__Exercise__
Report each line of the data below that contains the word "mountain", reproducing every such line in full.

__Lines of data__
%%

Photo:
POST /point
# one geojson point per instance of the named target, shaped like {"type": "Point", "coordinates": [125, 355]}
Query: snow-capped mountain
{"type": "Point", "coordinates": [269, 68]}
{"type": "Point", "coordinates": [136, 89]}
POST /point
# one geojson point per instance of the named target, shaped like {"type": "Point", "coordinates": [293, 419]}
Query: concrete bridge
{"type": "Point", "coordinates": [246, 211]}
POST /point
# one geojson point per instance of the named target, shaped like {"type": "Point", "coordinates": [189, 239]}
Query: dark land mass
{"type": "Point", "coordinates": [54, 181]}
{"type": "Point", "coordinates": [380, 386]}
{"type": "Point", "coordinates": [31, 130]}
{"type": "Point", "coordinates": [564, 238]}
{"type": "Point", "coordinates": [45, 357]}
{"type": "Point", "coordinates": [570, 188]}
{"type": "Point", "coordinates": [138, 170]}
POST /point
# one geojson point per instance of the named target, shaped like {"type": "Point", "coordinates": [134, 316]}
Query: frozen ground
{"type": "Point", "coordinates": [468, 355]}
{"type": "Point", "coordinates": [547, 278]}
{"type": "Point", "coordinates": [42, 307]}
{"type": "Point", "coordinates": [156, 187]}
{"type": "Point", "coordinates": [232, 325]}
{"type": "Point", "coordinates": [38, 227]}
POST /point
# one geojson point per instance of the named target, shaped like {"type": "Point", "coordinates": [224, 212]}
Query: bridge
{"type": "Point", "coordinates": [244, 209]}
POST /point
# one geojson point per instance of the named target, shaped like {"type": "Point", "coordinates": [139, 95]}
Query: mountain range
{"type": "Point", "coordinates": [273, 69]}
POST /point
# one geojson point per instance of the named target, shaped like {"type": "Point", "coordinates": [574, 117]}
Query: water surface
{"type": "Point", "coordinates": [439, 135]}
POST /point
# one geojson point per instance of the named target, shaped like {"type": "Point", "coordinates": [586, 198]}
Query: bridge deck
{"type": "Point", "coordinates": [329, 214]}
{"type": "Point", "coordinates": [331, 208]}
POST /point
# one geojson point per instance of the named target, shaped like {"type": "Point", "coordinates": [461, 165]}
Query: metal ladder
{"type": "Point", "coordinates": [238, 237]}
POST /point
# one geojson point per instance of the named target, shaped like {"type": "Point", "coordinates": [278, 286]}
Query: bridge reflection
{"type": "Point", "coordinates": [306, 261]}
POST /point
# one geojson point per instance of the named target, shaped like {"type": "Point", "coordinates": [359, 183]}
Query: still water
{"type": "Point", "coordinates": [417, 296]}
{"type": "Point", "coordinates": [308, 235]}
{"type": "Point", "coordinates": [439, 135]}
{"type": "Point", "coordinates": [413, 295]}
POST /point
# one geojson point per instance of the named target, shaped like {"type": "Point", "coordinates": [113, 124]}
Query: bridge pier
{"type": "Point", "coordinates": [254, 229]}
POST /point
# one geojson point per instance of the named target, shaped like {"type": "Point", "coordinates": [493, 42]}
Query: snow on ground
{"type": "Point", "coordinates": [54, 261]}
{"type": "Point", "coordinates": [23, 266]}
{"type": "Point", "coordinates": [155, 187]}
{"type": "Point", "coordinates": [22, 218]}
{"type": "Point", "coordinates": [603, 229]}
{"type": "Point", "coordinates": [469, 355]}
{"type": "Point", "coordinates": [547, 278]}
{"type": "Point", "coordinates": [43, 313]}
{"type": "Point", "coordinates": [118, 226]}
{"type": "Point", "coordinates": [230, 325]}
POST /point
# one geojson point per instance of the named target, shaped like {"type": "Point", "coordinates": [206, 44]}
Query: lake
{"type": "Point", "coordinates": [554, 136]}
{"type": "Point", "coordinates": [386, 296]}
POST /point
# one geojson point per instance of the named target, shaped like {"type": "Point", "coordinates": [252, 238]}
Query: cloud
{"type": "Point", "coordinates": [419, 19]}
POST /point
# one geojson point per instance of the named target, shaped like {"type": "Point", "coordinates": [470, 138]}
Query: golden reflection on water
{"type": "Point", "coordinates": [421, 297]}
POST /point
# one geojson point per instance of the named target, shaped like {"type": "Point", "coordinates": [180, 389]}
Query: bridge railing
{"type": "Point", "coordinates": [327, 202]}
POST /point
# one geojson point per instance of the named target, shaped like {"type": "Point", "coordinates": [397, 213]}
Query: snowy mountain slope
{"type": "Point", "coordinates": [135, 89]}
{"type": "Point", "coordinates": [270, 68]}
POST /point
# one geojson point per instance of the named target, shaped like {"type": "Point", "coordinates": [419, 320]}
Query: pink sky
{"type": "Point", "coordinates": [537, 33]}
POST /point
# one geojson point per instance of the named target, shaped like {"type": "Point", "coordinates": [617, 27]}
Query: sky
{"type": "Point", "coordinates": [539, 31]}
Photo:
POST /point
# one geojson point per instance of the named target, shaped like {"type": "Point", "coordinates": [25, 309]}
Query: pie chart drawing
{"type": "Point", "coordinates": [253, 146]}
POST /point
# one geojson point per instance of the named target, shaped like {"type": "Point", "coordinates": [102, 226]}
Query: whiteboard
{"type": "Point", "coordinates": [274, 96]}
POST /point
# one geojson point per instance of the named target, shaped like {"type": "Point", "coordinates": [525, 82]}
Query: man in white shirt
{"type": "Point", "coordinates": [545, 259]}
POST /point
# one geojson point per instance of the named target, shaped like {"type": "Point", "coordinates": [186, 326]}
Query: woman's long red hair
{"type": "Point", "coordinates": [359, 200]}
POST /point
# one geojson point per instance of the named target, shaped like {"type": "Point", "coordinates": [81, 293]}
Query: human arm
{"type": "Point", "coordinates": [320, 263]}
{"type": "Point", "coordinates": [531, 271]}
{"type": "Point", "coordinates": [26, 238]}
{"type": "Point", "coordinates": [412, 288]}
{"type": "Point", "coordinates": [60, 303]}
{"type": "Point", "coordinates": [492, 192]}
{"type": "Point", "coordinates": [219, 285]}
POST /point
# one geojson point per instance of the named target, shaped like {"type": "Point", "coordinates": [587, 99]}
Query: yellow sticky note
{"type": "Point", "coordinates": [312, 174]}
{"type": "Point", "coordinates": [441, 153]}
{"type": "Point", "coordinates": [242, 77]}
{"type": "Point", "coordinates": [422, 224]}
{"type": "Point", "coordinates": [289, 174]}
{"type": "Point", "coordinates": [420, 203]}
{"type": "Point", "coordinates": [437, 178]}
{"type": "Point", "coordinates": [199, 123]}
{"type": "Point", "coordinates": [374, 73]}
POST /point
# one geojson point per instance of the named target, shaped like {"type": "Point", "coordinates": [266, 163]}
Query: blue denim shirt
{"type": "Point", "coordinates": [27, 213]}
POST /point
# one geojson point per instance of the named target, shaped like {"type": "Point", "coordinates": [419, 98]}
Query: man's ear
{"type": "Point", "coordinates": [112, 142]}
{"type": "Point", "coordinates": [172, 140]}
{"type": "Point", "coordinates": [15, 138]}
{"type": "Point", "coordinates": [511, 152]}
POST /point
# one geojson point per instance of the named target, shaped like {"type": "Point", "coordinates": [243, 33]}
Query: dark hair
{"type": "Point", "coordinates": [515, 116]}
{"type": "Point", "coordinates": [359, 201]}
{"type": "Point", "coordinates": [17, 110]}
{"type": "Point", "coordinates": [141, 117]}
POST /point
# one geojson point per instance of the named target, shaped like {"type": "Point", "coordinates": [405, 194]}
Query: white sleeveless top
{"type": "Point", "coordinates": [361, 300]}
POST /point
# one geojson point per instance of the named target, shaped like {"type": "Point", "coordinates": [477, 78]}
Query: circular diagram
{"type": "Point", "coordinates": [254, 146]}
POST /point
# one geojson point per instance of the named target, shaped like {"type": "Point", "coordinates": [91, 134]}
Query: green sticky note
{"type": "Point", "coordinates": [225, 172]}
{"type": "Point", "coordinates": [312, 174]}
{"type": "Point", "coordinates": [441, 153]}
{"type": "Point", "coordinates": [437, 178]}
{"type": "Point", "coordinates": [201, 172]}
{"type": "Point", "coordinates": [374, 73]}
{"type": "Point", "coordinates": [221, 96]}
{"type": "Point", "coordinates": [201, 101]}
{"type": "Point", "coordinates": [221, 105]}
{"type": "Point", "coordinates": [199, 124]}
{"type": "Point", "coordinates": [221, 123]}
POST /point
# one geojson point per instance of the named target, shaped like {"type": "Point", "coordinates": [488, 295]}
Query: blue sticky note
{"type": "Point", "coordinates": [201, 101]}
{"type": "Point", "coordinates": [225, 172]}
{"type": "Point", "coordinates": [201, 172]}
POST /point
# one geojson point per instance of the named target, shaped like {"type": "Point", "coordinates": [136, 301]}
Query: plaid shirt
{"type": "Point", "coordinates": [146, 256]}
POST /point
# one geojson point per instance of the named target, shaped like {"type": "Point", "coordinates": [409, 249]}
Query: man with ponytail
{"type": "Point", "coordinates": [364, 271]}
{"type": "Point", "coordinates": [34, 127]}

%%

__Finished task__
Query: snow-capped mountain
Query: mountain range
Query: snowy mountain slope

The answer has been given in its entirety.